» **Direction 1**: In the article on Microsoft's ribbon, what replaced familiar menus like File and Edit in Office 2007?
» **Direction 2**: Reproduce the part of the article on Microsoft's ribbon starting with "The benefits of" and going on through "tab to visit)".

» **Reading text**:
========================
The benefits of Microsoft’s ribbon in Office 2007

By January 4, 2011 February 27th, 2016 General

In 2007 Microsoft took the bold step of completely changing the user interface of their Microsoft Office suite. Gone were the familiar menus like File, Edit etc. and in their place stood something no-one had ever seen before: the “ribbon”.

It’s now been 3 years since this change and I’ve met few people, if any, who really “get” this style of user interface (even amongst writers in the technical writing community). So this got me thinking – what are the benefits to this new user interface? After a bit of research and some careful thought, I came up with a small list of benefits that the ribbon provides:

• Menus that were once buried are now visible and easily accessible (assuming you know which tab to visit)
• Most items are now “result oriented” meaning they provide galleries of options, often with live previews when you hover the mouse over them, showing how their functionality will affect your document. At the very least, each item now has an icon to help you visually identify the command or feature you want to access.
========================
» **Data records**:
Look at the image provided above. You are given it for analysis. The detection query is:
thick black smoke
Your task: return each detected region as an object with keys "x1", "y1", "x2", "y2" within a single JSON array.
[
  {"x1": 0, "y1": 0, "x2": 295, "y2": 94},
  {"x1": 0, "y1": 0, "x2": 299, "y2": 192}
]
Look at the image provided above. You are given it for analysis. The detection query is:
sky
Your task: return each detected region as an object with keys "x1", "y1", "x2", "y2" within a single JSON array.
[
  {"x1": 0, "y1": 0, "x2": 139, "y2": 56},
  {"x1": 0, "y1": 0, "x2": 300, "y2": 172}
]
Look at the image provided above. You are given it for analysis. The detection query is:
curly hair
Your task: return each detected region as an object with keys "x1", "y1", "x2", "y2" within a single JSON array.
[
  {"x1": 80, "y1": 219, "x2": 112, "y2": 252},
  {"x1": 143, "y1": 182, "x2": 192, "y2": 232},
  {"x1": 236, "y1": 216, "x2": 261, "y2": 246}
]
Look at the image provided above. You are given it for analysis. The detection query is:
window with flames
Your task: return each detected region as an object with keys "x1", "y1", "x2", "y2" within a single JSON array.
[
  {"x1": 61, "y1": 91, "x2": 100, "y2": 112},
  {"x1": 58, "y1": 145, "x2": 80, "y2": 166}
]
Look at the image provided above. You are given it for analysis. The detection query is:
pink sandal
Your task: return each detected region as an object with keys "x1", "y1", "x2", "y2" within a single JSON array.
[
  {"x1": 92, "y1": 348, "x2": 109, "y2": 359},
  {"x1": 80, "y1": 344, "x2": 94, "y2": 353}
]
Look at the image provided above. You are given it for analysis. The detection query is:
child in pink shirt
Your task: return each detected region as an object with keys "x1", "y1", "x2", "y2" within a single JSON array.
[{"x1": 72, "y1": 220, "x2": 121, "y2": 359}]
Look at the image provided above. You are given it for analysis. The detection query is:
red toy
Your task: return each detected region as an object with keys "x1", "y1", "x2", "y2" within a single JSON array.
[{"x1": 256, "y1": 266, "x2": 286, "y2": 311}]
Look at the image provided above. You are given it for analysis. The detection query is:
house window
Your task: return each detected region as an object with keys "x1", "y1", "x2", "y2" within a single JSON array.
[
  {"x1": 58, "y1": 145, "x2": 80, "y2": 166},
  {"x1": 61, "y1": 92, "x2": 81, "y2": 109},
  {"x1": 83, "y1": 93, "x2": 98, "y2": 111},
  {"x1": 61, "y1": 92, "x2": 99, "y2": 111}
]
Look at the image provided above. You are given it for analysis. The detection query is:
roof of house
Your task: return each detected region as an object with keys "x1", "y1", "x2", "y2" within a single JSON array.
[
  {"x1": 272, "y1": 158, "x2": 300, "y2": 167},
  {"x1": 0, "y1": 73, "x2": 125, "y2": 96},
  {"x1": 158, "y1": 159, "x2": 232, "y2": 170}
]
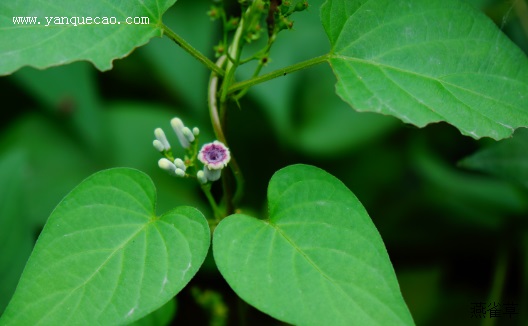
========================
» **Final answer 1**: The ribbon.

» **Final answer 2**:
The benefits of Microsoft’s ribbon in Office 2007

By January 4, 2011 February 27th, 2016 General

In 2007 Microsoft took the bold step of completely changing the user interface of their Microsoft Office suite. Gone were the familiar menus like File, Edit etc. and in their place stood something no-one had ever seen before: the “ribbon”.

It’s now been 3 years since this change and I’ve met few people, if any, who really “get” this style of user interface (even amongst writers in the technical writing community). So this got me thinking – what are the benefits to this new user interface? After a bit of research and some careful thought, I came up with a small list of benefits that the ribbon provides:

• Menus that were once buried are now visible and easily accessible (assuming you know which tab to visit)